Do this
Reproduce every line of the entries below verbatim, omitting the pictures from your answer.

Source material
· · · ·

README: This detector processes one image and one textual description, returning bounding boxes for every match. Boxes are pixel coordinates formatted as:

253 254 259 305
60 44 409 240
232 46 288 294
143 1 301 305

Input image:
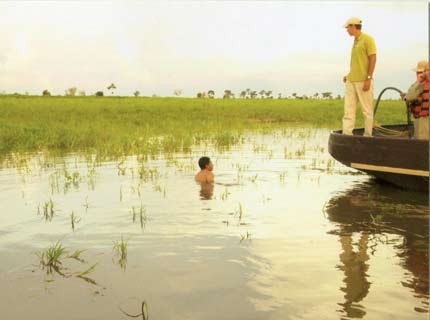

· · · ·

Problem solution
README: This detector processes one image and one textual description, returning bounding boxes for every match. Boxes are pixel coordinates formatted as:

253 254 259 305
60 44 409 240
232 46 288 294
143 1 301 305

Input image:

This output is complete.